AIM | Extract verbatim the lines of the records below, starting with the line that contains "soldier in green" and going on through the line that contains "[(423, 236), (550, 228)]", with both of those lines included.
[START DATASET EXTRACT]
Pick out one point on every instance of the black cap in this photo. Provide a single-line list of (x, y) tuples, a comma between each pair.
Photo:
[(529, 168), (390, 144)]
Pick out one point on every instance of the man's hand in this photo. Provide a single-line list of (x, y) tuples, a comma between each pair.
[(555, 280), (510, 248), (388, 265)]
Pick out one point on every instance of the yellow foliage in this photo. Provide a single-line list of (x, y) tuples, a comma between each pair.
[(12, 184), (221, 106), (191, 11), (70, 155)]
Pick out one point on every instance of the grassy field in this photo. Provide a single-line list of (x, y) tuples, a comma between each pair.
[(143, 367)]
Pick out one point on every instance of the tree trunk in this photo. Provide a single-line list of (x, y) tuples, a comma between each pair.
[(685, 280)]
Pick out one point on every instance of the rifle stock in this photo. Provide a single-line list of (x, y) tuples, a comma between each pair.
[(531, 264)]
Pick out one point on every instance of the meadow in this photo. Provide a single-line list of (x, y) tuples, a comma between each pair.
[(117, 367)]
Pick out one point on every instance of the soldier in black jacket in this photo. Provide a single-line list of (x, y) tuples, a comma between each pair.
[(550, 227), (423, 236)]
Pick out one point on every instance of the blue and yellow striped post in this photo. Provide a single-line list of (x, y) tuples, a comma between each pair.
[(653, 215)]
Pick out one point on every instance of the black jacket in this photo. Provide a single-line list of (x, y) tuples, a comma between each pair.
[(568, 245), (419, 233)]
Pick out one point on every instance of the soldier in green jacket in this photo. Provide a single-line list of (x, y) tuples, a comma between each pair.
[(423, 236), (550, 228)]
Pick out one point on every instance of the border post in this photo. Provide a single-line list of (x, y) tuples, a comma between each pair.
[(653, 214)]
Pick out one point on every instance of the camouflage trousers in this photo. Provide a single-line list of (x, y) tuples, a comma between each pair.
[END DATASET EXTRACT]
RESPONSE FOR THIS EXERCISE |
Pick out one point on every instance of the soldier in green jacket in this photo. Provide a single-line list of (x, y) tuples, a comma between each pair.
[(423, 236), (550, 228)]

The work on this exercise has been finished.